** DATASET RECORDS **
----------
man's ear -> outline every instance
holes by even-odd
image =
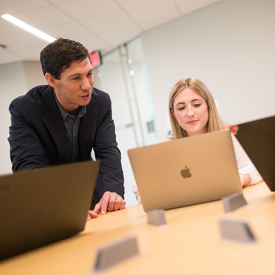
[[[171,112],[172,113],[172,115],[173,115],[173,116],[175,118],[175,119],[177,121],[178,120],[177,119],[177,118],[176,117],[176,115],[175,114],[175,113],[174,112],[174,111],[173,110],[171,110]]]
[[[49,73],[45,74],[45,78],[49,85],[52,88],[57,88],[56,82],[55,79]]]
----------
Reproduce the rows above with "instance" swapped for "occurrence" and everything else unchanged. Omit the pictures from your output.

** OUTPUT FOR THIS TASK **
man's ear -> outline every occurrence
holes by even-odd
image =
[[[171,112],[172,113],[172,115],[173,115],[173,116],[175,118],[175,119],[177,121],[178,120],[177,119],[177,118],[176,117],[176,115],[175,114],[175,113],[174,112],[174,111],[173,110],[171,110]]]
[[[49,73],[45,74],[45,78],[49,85],[52,88],[57,88],[56,82],[55,79]]]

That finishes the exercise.